-- TASK STATEMENT --
Give back, unchanged, each line from the one containing "Q. Point out the leafy" through the last line of the entries below.

-- ROWS --

.....

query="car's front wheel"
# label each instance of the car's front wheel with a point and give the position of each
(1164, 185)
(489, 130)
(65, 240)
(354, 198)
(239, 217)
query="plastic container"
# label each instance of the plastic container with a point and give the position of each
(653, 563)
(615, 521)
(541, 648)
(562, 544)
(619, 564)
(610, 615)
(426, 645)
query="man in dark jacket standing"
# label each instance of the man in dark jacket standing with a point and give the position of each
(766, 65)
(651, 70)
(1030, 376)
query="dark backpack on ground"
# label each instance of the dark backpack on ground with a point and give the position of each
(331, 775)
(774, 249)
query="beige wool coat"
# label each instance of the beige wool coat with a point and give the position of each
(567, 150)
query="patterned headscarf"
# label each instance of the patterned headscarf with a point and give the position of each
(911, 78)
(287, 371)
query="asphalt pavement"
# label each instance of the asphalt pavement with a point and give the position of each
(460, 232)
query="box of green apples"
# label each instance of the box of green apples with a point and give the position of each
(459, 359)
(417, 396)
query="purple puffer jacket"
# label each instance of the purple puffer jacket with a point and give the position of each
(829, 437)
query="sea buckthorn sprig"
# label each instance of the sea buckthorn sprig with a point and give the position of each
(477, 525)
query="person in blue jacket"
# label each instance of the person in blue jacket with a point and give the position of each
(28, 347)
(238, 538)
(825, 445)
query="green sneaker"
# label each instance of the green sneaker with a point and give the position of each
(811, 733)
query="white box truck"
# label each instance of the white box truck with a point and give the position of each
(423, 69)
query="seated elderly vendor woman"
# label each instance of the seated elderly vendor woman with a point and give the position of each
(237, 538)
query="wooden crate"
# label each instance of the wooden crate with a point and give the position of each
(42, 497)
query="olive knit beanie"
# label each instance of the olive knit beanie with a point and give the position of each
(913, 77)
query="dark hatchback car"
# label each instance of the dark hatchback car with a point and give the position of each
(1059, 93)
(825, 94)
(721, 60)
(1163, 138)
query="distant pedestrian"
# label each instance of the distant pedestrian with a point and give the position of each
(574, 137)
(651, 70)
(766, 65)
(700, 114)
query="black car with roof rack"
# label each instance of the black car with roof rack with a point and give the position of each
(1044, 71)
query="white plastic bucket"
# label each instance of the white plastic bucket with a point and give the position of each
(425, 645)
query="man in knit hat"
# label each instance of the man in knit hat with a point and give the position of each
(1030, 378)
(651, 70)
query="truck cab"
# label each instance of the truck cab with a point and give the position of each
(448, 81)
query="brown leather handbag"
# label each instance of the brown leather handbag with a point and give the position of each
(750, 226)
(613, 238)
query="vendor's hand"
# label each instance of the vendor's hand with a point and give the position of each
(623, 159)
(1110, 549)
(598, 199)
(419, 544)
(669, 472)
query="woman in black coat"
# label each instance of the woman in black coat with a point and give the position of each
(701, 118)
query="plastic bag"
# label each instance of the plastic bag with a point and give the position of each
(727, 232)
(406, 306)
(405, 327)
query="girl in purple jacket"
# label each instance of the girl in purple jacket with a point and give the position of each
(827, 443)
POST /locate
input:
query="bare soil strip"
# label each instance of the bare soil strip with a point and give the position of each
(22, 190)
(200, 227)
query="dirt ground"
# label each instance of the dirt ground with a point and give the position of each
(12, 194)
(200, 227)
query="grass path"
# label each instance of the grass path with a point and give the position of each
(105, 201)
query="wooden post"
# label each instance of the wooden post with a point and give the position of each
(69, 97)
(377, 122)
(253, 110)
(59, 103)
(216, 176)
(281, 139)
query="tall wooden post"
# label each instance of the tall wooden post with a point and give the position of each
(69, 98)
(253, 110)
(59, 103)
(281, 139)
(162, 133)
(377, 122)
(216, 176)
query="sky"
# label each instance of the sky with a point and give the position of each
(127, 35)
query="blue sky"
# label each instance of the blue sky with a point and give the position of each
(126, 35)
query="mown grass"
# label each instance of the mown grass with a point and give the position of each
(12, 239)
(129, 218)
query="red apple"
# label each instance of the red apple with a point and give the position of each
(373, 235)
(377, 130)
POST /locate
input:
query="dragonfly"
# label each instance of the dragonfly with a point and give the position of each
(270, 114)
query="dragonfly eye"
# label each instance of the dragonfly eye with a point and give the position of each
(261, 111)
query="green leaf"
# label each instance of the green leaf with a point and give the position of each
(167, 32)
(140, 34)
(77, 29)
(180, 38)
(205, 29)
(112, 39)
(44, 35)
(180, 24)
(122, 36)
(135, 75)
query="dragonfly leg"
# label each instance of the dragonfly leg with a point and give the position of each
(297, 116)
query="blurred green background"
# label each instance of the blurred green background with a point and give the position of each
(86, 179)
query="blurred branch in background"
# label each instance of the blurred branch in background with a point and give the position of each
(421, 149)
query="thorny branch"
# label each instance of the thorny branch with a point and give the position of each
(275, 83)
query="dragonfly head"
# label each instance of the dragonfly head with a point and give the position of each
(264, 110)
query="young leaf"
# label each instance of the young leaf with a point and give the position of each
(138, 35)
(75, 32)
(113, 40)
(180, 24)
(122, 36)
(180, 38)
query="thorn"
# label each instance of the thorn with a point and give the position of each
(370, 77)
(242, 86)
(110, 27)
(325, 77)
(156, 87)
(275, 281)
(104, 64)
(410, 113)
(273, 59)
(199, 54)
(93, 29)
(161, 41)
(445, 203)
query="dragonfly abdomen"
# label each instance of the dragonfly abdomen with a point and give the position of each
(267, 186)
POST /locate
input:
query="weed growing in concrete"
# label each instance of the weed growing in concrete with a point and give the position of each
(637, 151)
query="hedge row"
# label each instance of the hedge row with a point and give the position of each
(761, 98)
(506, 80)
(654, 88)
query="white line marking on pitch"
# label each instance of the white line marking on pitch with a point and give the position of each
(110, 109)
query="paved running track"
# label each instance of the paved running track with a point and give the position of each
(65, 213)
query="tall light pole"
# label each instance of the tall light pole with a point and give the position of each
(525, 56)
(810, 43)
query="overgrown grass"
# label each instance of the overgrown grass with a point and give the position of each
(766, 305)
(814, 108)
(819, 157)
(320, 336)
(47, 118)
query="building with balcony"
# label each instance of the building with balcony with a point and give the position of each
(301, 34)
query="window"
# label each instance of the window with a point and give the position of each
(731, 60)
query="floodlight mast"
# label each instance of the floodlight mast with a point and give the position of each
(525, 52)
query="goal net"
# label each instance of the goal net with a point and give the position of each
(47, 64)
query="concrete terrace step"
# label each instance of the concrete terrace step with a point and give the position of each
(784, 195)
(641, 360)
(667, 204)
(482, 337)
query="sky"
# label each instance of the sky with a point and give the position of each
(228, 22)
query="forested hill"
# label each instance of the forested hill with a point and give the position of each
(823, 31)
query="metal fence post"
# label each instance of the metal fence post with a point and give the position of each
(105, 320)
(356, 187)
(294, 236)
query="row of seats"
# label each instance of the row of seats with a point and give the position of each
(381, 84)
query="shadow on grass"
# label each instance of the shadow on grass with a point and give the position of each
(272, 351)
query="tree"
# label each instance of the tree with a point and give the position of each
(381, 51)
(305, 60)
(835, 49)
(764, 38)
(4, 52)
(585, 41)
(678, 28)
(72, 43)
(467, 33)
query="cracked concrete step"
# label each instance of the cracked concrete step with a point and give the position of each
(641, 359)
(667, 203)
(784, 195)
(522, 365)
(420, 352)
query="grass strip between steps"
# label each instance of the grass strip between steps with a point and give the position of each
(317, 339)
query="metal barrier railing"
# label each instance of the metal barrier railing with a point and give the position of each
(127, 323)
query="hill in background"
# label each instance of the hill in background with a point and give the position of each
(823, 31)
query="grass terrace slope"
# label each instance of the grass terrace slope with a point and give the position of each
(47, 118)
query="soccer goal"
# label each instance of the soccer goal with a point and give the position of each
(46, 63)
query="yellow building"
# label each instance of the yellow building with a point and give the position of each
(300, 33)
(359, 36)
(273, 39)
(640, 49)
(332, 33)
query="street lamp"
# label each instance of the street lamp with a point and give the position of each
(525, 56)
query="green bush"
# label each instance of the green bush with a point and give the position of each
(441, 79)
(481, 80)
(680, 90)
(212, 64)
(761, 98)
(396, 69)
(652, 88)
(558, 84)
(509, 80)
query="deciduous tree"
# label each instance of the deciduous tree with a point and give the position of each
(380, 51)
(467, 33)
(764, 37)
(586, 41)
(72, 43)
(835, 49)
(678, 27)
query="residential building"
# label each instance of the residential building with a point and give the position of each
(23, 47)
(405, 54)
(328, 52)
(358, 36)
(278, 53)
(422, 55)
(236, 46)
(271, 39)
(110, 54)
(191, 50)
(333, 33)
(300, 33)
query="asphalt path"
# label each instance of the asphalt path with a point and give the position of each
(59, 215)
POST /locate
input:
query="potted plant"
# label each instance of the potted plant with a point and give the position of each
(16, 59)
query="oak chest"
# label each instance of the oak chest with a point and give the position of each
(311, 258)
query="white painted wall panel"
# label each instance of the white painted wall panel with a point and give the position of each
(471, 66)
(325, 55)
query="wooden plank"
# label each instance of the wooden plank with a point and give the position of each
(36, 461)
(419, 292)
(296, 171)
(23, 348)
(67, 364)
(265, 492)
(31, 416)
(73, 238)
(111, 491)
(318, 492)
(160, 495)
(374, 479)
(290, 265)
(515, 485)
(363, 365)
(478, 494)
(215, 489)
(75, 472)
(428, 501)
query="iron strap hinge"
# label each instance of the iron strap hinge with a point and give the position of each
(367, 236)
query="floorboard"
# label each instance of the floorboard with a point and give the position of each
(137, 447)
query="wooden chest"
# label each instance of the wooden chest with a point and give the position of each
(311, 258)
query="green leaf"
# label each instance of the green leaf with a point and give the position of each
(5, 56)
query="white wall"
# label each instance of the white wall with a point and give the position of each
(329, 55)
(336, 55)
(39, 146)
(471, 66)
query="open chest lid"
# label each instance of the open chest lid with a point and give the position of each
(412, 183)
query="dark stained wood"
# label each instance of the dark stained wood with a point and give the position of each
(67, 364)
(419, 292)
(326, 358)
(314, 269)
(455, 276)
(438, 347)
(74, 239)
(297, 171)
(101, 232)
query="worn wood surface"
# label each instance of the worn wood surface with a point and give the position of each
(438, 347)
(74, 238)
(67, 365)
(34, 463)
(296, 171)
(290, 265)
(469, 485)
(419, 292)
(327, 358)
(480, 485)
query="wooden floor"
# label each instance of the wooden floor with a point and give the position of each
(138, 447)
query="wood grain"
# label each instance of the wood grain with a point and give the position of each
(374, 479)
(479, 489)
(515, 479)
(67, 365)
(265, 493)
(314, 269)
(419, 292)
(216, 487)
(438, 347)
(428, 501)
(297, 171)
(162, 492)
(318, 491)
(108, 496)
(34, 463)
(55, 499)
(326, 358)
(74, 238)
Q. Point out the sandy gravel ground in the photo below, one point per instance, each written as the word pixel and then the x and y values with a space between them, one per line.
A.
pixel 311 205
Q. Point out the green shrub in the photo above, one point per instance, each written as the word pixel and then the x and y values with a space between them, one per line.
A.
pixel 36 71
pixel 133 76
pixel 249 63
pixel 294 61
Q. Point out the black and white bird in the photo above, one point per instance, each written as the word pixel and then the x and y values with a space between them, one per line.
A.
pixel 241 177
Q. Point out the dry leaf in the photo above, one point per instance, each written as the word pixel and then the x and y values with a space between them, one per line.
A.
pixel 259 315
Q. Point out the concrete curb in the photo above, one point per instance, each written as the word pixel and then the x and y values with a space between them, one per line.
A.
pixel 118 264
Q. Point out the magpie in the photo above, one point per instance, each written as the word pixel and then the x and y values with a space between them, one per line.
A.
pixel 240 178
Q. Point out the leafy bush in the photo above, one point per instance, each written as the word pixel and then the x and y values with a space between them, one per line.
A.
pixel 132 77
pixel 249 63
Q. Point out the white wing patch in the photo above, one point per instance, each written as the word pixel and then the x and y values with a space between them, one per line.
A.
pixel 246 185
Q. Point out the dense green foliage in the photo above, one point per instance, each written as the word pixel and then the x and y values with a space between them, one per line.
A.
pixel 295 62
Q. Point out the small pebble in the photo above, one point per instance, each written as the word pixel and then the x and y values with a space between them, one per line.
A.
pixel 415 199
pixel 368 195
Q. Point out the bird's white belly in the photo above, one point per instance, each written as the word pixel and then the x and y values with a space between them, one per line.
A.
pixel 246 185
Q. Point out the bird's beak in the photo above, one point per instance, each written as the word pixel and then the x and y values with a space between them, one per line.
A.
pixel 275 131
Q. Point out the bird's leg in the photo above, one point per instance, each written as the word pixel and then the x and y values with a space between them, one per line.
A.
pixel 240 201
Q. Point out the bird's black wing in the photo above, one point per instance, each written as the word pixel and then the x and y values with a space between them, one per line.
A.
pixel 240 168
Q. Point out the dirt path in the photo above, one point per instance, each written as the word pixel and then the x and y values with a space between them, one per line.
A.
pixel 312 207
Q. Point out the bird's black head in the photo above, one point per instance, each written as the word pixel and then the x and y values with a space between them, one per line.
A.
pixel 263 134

.....

-- TASK SOLUTION --
Q. Point out the leafy bush in the photo above, one point per instance, each written as the word pixel and then the x and y values with a space between them, one per line.
A.
pixel 132 77
pixel 249 63
Q. Point out the white wing patch in the photo above, one point per instance, each written as the word pixel and then the x and y values with a space between them, one per line.
A.
pixel 246 185
Q. Point out the dense green foliage in the photo above, one point per instance, each written as the word pixel and then the x and y values with a space between them, one per line.
A.
pixel 295 62
Q. Point out the small pebble in the photo above, one point per instance, each written as the word pixel and then the x and y values with a space between them, one per line.
A.
pixel 415 199
pixel 368 195
Q. Point out the bird's white belly in the photo above, one point per instance, each written as the word pixel and then the x and y values with a space between them, one per line.
A.
pixel 246 185
Q. Point out the bird's beak in the photo above, one point per instance, each written as the word pixel and then the x and y values with a space between them, one per line.
A.
pixel 275 131
Q. Point out the bird's leg in the photo above, one point per instance, each written as the word pixel and then the x and y values with a space between them, one per line.
A.
pixel 240 201
Q. Point out the bird's black wing in the photo above, one point per instance, each written as the word pixel and then the x and y values with a space between them, one per line.
A.
pixel 240 168
Q. Point out the dirt path in the photo above, one point per instance, each written as the word pixel and then the x and y values with a space between them, one per line.
A.
pixel 312 207
Q. Point out the bird's black head in the photo above, one point per instance, each written as the word pixel and then the x and y values with a space between them, one per line.
A.
pixel 263 134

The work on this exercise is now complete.